--- LIST OF TASKS ---
[1] In the diary entry about recording in Bethel chapel, where was the 'Explore Your Archive' event held?
[2] Please carry the diary entry about recording in Bethel chapel forward from its last sentence.

═══ DOCUMENT SEGMENT

November 24, 2017

This has been a fulsome week:

Tuesday and Wednesday were dedicated to preparations for the ‘Explore Your Archive’ event, held at the National Library of Wales on November 22. Teaching carried on around and about the construction of a script, PowerPoint, and workshop materials. It’s difficult to quantify how much time and effort the MA students had invested in the project. It had been considerable, and showed. In pairs, they presented an engaging breadth of ideas and potentialities with the panache of seasoned professionals. The School could be rightly proud of them; this was a fine example of public engagement:

Thursday. 8.00 am: A communion. 8.30 am: My phone was almost exhausted of charge and I’d forgotten my camera and iPad. No photography, then, until I returned home this evening. Only words. These would need to be (and could be) sufficient unto the day. (S = student; T = Tutor):

S: ‘I didn’t know what to paint, so I painted the Venus at the top of the stairs. I go passed it every day’. Van Gogh’s painting of Gauguin’s boots: an attitude of curiosity about the ordinary. Using the mundane and familiar aspects of our lives as a resource. Preferring the aesthetic of a damp patch to a Titian. Automatic writing. Patty Smith’s poetry. Send a postcard to yourself every day. There’s nothing wrong about working on paper. T: ‘But do you know why you like pattern?’ Buy better brushes that are more appropriate to the task. Don’t over emphasise a contrast; look to the whole before determining the measure of the part. Commit yourself to several paintings on the same subject. (Tutorial notes from ‘The Black Notebook’ (November 24, 2017) 1).

Today. 8.00 am: Boxes were transported from the studio to the front passage. 8.50 am: Off to School to meet Mr Garrett (my ‘roadie’) who drove me (with table and stand installed) back home to pick up the boxes and on to Bethel chapel. Dr Williams had already opened up. From 9.30 am until the advertised beginning of the event, I set up furniture, attached cables, plugged in patches, and booted up computers. It’s hardly worth frightening oneself by thinking about all the things that could go wrong at this stage. Any one piece of equipment or connector might fail. I’ve always taken as many precautions as my imagination could conceive. One day, I’ll be caught out. 11.00 am: I began an operational test:

Everything was fully functional. Thereafter, I could throw myself into my agenda for the day:

11.10 am: I’d prepared a number of samples to play through the PA. These were recorded using a microphone set in the central aisle at the rear of the main room, downstairs. I wanted to capture the sound of the samples in conjunction with the building’s ambience. In all likelihood, these recordings will be mixed in with the studio recordings:

I walked around the chapel interiors (downstairs and upstairs), listening to the acoustic properties of the playback as it interacted with the capacious interior. I hadn’t reckoned on how solemn, stirring, and eerie the voice of the Rev. Douglas MacMillan would sound, once more resounding within that building as it had done 38 years ago. This was, too, the voice of a now dead man, reanimated … resurrected. As the recordings proceeded, the noises of the world outside bled into mix – just as they had done when the original, analogue capture was made. At 12.30 pm: I began recording only the external noises: children and seagulls screeching, cars passing, doors banging, footsteps passing by the front and sides of the chapel. Those sounds had their own melancholy. They’re the noises, so I recalled, that’d inhabited the silences between prayers in chapels. The absence of visitors during the morning was welcome in this respect. (Not that I’d assumed there’d be any, either then or after lunch.) This was not a performance; this was chapel as studio. I was at work.

══════
═══ DATA EXTRACT

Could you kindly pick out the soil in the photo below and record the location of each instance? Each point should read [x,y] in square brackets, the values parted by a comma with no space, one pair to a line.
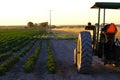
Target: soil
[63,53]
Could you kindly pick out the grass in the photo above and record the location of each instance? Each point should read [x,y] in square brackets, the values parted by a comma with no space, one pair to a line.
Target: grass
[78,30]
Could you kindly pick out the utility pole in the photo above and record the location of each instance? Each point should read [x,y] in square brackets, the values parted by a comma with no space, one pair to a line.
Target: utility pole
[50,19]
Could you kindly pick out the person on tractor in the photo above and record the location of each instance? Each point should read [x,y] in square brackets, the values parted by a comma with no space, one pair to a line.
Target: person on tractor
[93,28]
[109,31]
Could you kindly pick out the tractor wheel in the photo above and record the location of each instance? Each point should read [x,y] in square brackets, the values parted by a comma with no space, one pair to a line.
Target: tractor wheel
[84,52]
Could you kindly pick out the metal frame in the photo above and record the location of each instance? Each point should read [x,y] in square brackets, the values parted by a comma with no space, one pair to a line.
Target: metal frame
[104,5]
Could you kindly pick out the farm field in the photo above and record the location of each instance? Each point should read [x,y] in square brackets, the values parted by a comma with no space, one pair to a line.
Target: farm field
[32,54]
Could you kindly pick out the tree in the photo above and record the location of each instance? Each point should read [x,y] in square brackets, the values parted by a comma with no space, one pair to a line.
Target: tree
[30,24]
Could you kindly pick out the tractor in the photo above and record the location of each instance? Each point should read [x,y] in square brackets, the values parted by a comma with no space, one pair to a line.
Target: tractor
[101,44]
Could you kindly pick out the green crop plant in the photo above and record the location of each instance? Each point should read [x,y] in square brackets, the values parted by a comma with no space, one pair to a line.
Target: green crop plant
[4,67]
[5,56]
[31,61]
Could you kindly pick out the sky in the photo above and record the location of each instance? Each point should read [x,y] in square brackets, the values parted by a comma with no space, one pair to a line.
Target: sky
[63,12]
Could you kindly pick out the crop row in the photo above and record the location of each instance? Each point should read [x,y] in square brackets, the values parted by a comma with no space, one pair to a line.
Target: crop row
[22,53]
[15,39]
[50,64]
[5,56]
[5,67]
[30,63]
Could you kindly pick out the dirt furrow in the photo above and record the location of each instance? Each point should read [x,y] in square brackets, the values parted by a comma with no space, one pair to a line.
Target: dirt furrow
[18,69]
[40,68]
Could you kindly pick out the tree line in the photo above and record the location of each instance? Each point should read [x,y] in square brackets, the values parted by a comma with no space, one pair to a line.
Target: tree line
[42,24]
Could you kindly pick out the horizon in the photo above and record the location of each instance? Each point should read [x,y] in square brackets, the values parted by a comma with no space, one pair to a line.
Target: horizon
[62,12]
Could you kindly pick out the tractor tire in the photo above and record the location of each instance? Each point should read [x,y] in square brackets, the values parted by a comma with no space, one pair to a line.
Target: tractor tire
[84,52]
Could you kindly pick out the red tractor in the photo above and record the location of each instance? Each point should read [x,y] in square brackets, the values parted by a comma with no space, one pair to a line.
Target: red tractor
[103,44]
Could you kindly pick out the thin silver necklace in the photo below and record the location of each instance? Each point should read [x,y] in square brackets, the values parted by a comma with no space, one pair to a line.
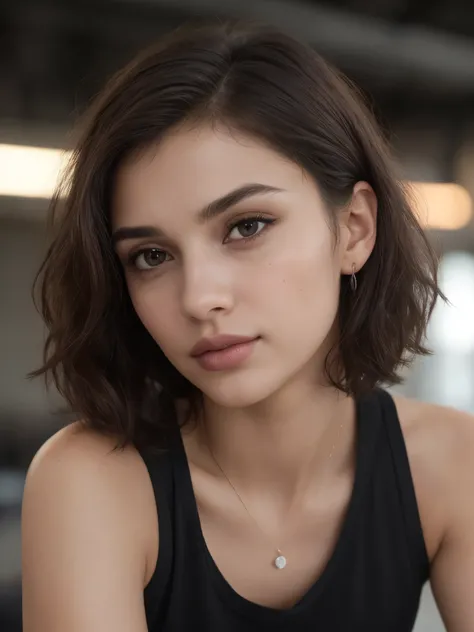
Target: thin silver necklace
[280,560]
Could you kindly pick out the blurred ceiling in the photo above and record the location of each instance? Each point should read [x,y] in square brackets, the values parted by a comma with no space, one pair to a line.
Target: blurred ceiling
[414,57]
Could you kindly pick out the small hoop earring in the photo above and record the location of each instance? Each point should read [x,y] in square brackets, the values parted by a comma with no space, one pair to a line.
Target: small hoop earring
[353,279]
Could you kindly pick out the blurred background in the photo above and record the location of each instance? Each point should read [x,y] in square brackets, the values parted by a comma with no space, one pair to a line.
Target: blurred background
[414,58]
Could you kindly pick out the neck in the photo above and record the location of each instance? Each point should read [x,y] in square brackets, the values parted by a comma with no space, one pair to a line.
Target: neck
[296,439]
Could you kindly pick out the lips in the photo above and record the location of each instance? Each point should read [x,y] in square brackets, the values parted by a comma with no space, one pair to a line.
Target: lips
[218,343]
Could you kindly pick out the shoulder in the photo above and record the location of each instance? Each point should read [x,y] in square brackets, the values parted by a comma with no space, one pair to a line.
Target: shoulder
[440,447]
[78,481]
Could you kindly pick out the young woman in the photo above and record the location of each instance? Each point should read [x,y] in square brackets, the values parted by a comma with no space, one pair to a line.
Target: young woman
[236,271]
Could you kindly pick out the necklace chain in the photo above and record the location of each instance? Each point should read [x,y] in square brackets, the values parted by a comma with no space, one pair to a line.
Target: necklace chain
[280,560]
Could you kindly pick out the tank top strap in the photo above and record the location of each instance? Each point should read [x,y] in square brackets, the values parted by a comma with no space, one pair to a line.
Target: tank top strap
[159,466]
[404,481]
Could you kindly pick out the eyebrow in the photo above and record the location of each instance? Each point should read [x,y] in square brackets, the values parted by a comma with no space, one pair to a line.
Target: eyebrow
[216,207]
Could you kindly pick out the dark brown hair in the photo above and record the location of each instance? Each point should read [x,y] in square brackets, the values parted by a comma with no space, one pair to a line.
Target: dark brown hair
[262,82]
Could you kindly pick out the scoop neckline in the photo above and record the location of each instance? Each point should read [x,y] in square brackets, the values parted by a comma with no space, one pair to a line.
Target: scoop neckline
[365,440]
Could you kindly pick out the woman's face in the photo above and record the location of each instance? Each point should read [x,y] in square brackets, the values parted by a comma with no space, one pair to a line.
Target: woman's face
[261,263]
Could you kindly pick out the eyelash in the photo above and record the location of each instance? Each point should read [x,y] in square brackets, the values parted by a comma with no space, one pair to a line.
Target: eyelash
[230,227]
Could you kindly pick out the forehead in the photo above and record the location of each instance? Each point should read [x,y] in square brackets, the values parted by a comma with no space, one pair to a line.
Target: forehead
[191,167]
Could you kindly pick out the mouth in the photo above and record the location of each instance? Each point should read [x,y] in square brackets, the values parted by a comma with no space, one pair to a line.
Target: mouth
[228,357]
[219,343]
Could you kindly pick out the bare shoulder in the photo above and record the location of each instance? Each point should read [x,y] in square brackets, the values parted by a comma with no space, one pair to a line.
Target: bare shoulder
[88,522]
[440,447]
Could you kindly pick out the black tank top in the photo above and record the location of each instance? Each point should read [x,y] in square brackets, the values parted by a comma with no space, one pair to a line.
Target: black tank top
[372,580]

══════
═══ DATA EXTRACT

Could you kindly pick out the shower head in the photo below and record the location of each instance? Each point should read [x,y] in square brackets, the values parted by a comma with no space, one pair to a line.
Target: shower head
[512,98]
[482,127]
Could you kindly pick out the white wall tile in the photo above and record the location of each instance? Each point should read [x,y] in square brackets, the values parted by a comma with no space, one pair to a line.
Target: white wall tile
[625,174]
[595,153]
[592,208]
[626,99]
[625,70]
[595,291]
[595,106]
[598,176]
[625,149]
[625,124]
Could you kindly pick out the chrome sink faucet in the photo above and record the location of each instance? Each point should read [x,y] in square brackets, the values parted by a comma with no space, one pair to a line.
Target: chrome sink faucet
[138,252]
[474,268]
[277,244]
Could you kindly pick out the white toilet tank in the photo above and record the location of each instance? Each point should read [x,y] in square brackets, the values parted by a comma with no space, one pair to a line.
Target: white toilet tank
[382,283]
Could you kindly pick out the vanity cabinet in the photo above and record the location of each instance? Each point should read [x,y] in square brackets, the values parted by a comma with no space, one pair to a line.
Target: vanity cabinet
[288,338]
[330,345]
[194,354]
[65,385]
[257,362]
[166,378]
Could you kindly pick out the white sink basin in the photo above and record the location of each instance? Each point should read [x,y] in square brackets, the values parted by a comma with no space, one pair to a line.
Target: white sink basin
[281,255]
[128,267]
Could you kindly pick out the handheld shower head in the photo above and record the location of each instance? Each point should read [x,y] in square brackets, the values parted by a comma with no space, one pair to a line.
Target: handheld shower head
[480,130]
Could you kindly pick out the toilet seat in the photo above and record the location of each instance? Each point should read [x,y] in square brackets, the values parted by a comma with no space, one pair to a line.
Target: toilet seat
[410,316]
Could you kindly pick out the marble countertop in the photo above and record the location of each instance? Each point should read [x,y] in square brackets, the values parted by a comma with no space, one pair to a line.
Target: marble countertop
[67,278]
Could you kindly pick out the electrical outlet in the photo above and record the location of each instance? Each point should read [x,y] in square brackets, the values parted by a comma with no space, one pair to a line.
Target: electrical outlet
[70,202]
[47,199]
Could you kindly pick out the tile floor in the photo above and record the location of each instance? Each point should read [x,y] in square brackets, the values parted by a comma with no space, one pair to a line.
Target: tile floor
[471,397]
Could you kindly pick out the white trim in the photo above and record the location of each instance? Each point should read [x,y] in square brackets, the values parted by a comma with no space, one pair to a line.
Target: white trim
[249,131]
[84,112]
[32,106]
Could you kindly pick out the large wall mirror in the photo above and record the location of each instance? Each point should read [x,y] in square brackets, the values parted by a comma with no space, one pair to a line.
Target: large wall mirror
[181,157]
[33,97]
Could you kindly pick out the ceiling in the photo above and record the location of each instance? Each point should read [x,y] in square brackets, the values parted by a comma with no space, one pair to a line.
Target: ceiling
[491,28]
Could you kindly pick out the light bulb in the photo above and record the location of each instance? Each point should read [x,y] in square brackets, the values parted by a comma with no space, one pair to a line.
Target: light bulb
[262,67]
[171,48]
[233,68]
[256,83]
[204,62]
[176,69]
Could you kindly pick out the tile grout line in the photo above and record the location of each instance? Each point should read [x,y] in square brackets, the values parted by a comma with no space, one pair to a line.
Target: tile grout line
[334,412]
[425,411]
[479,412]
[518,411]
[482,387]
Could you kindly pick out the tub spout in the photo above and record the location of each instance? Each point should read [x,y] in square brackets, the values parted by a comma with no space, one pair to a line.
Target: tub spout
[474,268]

══════

--- RESPONSES FOR EACH TASK ---
[1] At the National Library of Wales.

[2]
12.40 pm: My hands only were cold. Before lunch, I relocated the microphone in the pulpit:

I’d become aware that I was hearing a particularly resonant reflection of the PA output, as  the sound bounced off the gallery façade and the rear wall. This would be the preacher’s perspective on their own voice. Over lunch (some mini sausage rolls and a packet of Pombear), I was the audience for my own work. I’ve been curious about volume levels in a public environment. I like loud. (Cinemas rarely present films loudly enough. Sound must be felt as well as heard.) At higher amplitudes, the building resonates (collaborates) more noticeably. The composition entitled ‘Intervals’ sounded formidable.

1.20 pm: Once the recordings were made, I moved towards unknown territory – heavily processing sounds played from the cassette tape recorders through modulators at high volume, and capturing the acoustic on the microphone. I developed a sound that was clearly influenced by that of the fairground as it had drifted on the wind from Park Avenue and into my studio on Monday evenings over the past fortnight: menacing;  hellish. Throughout, I asked myself the question: ‘How does the sound articulate the theme or concept of the work?’ It’s not enough that it appeals to the ear alone.

By mid afternoon, I’d realised most of the chaotic noises that could stand in for a mind ravaged by dementia. The final endeavour of the day was to record a modulation of white noise at very high volume. Those living with the disease often suffer from this sound in their head as a constant. Dreadful!

5.00 pm: Packing was well underway. This had been a fruitful day. 5.20 pm: Homeward.